### WHAT TO WORK ON
[a] In the text on professors' teaching workloads, how many students per term does the hypothetical instructor reach on average under the small-class model?
[b] List every kind of instruction that the text on professors' teaching workloads names as best suited to small-class pedagogy.
[c] Extend the text on professors' teaching workloads, starting right after its final sentence.

### TEXT TO READ
And this is where the report’s analysis, and its proposals, come off the rails. On the one hand, the document anticipates further enrolment growth; on the other, it does not call for commensurate increases in funding. On the one hand, it thinks professors should teach more students; on the other hand, it does associate pedagogical excellence with smaller classes. And those assumptions can’t be reconciled. You can’t have more students and a better educational experience if the growth in faculty complements does not keep pace with enrolment growths — it’s not even possible to maintain the inadequate status quo under those circumstances. If we want smaller classes (but more students), we will need to increase the number of professors significantly. And cutting research out of the picture will in fact worsen the situation, as it will necessarily lead to a loss of graduate instructors and a further increase in professors’ teaching responsibilities. Let me illustrate what I mean.

Here’s a hypothetical scenario — made up but fairly representative, I think, of the average Ontario humanities department. Professor A, who’s currently not teaching a graduate seminar, is offering the following four courses:

That’s a very simplified counting of hours, with very limited allocations of prep time, but it already exceeds 40% of a regular work week (then again, A will of course not be teaching in the summer). We might also wonder what exactly a regular work week is for a professor. Currently, there is, in theory, no limit to the number of hours we work in any given week — if the research demands it, weekends and free evenings easily become negligible conventions. But with the personal connection most professors feel to their research gone, what happens to perceptions of fair workloads and hours?

Now let’s assume this same professor’s department jettisons its research activities and increases faculty workloads accordingly, setting aside 20% of a faculty member’s time for maintaining a familiarity with the field, and an equal amount of time for service — thus leading to an increase in teaching duties by 50%. Such a department could not, of course, maintain a PhD program and would thus lose TA support.

Now forced to do all the grading and provide all the writing advice and instruction normally covered by her TA in her lecture courses, this professor’s weekly load would exceed 60% of a standard 44-hour work week immediately, even if her course load remained at 2.0 FCE (or 2/2). But since these figures are based on a two-semester model that excludes the summer, and since this instructor will not be expected to conduct research, the summer term now becomes available. Perhaps she could offer an additional large lecture course then, in the more compressed schedule typical for summer classes, with the lower weekly averages balancing out the overload from the first two terms:

However, while this model shows that a professor without research duties could absorb the extra hours resulting from a lack of TA support, and could offer a small number of extra classes if his or her teaching load were spread over an entire year, it also illustrates that this additional load does not allow for any reduction in class sizes compared to current levels. Our hypothetical professor teaches an average of 97 students a term, with only one seminar in the mix. If her department committed to Don Drummond’s desired small-class pedagogy — doubtless the format best suited for instruction in writing, in critical thinking, and in close analysis — that number would plummet quickly:

The smaller classes take up less time, since they take up fewer contact hours and less grading time. But they require more intensive preparation — unlike lectures, which can be delivered in more or less the same format year after year, smaller, seminar-style classes need instructors prepared to take the discussion in unpredictable directions; in a sense, every time such a class is taught, the instructor will think of it as a new course. But even without those considerations, smaller classes are necessarily far less efficient than large ones: the same in-class and preparation hours as for a larger course serve a much smaller number of students. Thus, although our hypothetical instructor now spends over 30 hours of her week in Term 1 and almost 35 hours a week in Term 2 teaching undergraduates, she only reaches an average of 60 students per term — a reduction of 38% compared to the previous model. It is also worth noting that even if the hypothetical department could somehow maintain a PhD program, there would be no sensible role for TAs in classes this small; graduate students would thus have to be given their own courses to teach (with the result that a significant number of undergraduates would receive instruction from less experienced teachers than under the old model).

### Dataset entries

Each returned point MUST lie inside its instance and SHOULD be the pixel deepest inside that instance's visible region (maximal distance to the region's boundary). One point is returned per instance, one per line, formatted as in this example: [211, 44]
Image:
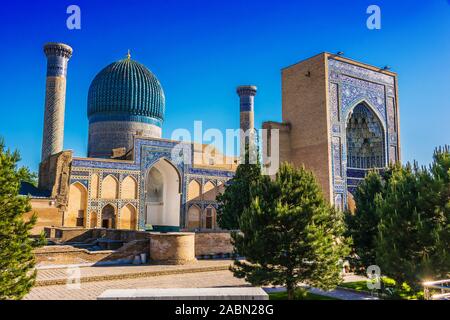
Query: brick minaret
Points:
[58, 54]
[247, 122]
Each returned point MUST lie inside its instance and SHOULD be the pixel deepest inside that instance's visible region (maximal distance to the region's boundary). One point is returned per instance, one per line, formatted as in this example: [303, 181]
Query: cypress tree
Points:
[17, 273]
[290, 234]
[237, 195]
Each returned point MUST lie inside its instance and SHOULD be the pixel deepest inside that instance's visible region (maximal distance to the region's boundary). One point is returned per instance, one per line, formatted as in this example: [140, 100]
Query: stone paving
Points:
[90, 290]
[47, 277]
[53, 284]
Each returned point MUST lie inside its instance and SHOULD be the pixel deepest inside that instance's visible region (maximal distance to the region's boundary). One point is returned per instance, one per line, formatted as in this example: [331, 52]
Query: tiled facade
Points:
[147, 152]
[335, 108]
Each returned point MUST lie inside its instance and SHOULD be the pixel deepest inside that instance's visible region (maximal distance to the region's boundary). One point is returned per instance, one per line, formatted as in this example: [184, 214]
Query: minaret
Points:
[58, 54]
[247, 122]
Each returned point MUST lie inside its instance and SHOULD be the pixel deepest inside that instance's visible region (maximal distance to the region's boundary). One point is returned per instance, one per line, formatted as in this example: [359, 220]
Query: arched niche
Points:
[162, 196]
[129, 188]
[128, 217]
[194, 190]
[94, 185]
[109, 217]
[93, 219]
[209, 191]
[365, 139]
[77, 206]
[210, 217]
[110, 187]
[194, 217]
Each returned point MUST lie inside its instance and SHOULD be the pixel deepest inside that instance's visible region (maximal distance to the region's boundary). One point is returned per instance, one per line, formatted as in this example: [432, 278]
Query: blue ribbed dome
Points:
[126, 91]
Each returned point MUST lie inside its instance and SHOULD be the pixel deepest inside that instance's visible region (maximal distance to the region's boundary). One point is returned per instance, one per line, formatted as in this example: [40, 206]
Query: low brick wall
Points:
[65, 234]
[213, 242]
[66, 254]
[135, 243]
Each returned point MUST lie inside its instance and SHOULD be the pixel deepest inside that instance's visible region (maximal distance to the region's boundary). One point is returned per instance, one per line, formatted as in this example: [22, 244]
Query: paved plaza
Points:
[90, 290]
[56, 284]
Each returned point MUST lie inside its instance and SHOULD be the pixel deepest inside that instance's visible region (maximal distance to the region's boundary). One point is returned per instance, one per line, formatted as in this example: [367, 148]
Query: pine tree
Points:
[16, 256]
[413, 241]
[362, 225]
[290, 234]
[237, 195]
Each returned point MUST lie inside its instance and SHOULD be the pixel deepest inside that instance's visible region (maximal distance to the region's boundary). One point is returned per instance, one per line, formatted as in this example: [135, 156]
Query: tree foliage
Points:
[290, 234]
[402, 223]
[16, 256]
[362, 225]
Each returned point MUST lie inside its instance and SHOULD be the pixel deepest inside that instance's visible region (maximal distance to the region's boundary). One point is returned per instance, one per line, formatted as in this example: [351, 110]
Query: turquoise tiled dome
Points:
[126, 91]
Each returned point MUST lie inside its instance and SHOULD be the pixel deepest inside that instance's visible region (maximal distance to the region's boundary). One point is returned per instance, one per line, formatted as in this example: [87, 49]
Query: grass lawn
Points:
[400, 294]
[300, 295]
[357, 285]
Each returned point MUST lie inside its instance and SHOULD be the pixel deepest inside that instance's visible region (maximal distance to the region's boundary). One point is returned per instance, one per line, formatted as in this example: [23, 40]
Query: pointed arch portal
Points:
[365, 139]
[163, 197]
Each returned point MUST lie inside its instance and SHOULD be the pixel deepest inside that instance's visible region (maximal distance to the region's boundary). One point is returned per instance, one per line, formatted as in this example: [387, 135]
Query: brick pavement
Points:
[90, 290]
[101, 273]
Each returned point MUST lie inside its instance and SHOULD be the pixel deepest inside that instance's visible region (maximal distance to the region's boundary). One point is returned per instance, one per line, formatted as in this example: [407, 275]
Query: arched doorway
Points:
[93, 223]
[210, 217]
[365, 139]
[76, 209]
[162, 196]
[209, 191]
[128, 217]
[194, 214]
[109, 217]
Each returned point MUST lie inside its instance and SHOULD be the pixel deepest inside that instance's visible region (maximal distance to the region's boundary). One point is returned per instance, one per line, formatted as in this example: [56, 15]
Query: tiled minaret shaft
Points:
[58, 55]
[247, 118]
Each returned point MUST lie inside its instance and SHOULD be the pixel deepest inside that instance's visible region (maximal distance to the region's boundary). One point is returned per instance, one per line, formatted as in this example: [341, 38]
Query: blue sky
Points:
[201, 50]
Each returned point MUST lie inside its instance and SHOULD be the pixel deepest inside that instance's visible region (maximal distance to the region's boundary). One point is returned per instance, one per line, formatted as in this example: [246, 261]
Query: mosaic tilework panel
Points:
[337, 160]
[350, 85]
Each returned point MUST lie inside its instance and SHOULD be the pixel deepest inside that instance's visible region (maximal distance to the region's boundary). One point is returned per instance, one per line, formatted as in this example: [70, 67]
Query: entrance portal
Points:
[109, 217]
[162, 197]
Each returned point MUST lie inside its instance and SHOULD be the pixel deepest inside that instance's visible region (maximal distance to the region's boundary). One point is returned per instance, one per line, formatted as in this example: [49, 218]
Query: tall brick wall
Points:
[304, 99]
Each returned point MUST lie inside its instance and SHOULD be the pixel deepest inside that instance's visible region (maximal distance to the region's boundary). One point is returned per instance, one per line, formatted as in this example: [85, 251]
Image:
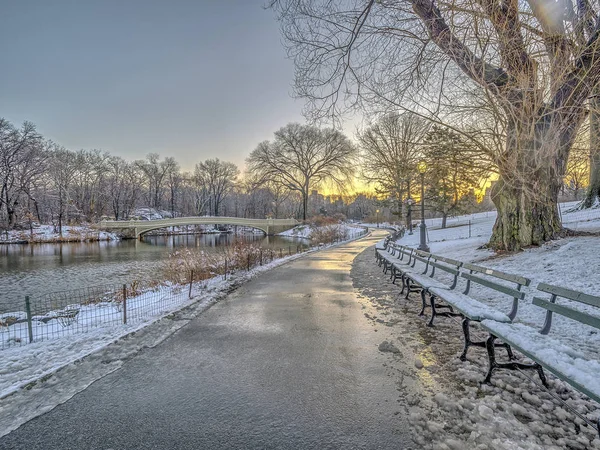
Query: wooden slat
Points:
[495, 286]
[450, 261]
[570, 294]
[554, 370]
[566, 311]
[449, 269]
[496, 273]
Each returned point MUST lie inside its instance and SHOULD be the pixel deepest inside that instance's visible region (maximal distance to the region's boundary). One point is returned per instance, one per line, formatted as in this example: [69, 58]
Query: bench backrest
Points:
[449, 265]
[408, 252]
[485, 277]
[575, 296]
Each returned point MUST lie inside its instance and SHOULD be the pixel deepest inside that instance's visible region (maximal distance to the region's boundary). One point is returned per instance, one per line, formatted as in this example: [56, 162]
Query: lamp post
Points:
[409, 202]
[422, 168]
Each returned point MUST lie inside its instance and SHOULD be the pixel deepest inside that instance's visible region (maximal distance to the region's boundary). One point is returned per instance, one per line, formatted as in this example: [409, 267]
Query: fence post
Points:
[124, 303]
[29, 323]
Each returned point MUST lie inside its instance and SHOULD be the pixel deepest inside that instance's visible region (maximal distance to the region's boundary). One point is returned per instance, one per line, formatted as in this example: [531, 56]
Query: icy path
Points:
[286, 361]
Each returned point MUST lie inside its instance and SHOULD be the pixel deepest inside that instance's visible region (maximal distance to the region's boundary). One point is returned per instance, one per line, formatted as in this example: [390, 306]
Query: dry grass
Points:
[186, 263]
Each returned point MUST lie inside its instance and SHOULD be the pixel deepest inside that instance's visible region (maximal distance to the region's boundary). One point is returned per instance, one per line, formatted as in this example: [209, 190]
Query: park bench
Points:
[381, 247]
[470, 309]
[548, 352]
[422, 282]
[404, 261]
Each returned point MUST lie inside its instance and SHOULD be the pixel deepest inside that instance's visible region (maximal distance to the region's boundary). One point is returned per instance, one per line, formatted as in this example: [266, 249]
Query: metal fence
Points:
[65, 313]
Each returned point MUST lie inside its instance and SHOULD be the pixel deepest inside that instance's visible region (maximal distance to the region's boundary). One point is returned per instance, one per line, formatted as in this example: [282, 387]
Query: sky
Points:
[188, 79]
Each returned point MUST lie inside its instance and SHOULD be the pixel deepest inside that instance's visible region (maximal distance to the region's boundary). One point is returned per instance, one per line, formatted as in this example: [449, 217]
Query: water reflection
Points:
[41, 268]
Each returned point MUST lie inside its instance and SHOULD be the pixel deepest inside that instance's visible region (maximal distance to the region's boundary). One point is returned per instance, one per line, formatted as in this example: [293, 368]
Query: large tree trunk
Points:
[527, 214]
[304, 204]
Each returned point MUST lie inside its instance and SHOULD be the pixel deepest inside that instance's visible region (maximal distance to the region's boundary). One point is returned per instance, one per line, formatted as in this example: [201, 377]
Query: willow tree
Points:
[536, 62]
[303, 157]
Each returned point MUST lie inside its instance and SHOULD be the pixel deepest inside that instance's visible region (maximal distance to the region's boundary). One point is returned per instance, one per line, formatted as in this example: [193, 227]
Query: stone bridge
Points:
[136, 228]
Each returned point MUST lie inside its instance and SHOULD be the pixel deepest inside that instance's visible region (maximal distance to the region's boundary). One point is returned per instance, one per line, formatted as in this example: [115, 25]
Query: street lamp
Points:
[409, 202]
[422, 168]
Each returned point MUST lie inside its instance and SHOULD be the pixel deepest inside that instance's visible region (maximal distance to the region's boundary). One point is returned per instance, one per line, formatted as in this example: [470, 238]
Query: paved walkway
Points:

### THE ANSWERS
[a] An average of 60 students per term.

[b] Instruction in writing, in critical thinking, and in close analysis.

[c]
In sum, while there may be room for finding “efficiencies,” that mission is by definition at odds with the goal of lowering class sizes and focussing on pedagogical excellence. Better teaching is more expensive teaching, and there is only so much teaching one person can be asked to do before quality declines. There are many other issues I’m leaving unaddressed here. My point is simple: the three assumptions of the Drummond report — higher enrolments, stagnant funding, a need for improved teaching — just cannot be reconciled.

The Puzzling

Finally, I’m uncertain exactly how the report imagines the government will determine how much teaching and how much research any one university will be expected — and ultimately, be allowed — to do. If funds are tied to, e.g., specific class-size targets and teaching loads, what would happen if a university failed to meet those criteria? Would funding be cut? Revoked? Or increased (to allow the institution to improve its staffing levels, say)? Conversely, if a university were expected to maintain a certain level of research prominence, what would that mean for its teaching goals? If some institutions will be defined as striving for pedagogical excellence, will others be allowed to offer merely adequate teaching, while focussing more clearly on research? Or would the new system lead to very lopsided funding levels, essentially stripping some universities of the financial power to conduct research, while leaving others able to manage both research and teaching?

Assuming that the latter would be the most likely outcome, the report’s actual recommendation is not the creation of a two-tier system as such, but to concentrate university funding on pedagogy — quite literally the opposite of the post-Browne UK system. Drummond is in fact quite clear about this, suggesting that the province should “refocus resources and rewards towards teaching in post-secondary institutions” and “refocus provincial funding to reward teaching excellence.” Pedagogy will thus be the central mission of all Ontario universities. Research, on the other hand, will become a more privileged undertaking — not exactly a luxury, but somewhat more of a side-show.

I’ve been trying to wrap my head around what this might mean in practice. It would certainly reduce the overall research activity and output in the province. That may or may not be a good thing. It would mean that some of us, especially in the sciences, would have to spend more time in the classroom — though probably not everywhere. Old hierarchies would be reinforced; but some new hierarchies might also develop. Ideally, I suppose, some institutions would achieve prominence for offering the best undergraduate education — a prominence not coupled to a reputation for research excellence. The question, however, is whether such an ideal is attainable in practice; whether, in other words, fairly large public universities can be turned into something more like large liberal arts colleges.

Further, there is the question of how significant savings could be realized by such a refocussing. Would it mean shutting down and dismantling research labs, or turning them into teaching spaces? Decommissioning parts of library collections? In any case, the fiscal rationale for a turn away from research really only applies in fields where research comes at a significant cost — in other words, the natural sciences. However, that research is also easiest to sell to the public, as its practical value is least difficult to demonstrate. The scholarly work of humanists, cheap as it is, is also the toughest sell, no matter how little of a drain on university resources it actually constitutes, and no matter how little would be gained in practical terms if humanists spent less time in their studies and more in the classroom. And finally, there is the obvious question if such a strategy would not lead to a brain drain that would lessen the quality and reputation of Ontario’s university system, for no very good reason at all.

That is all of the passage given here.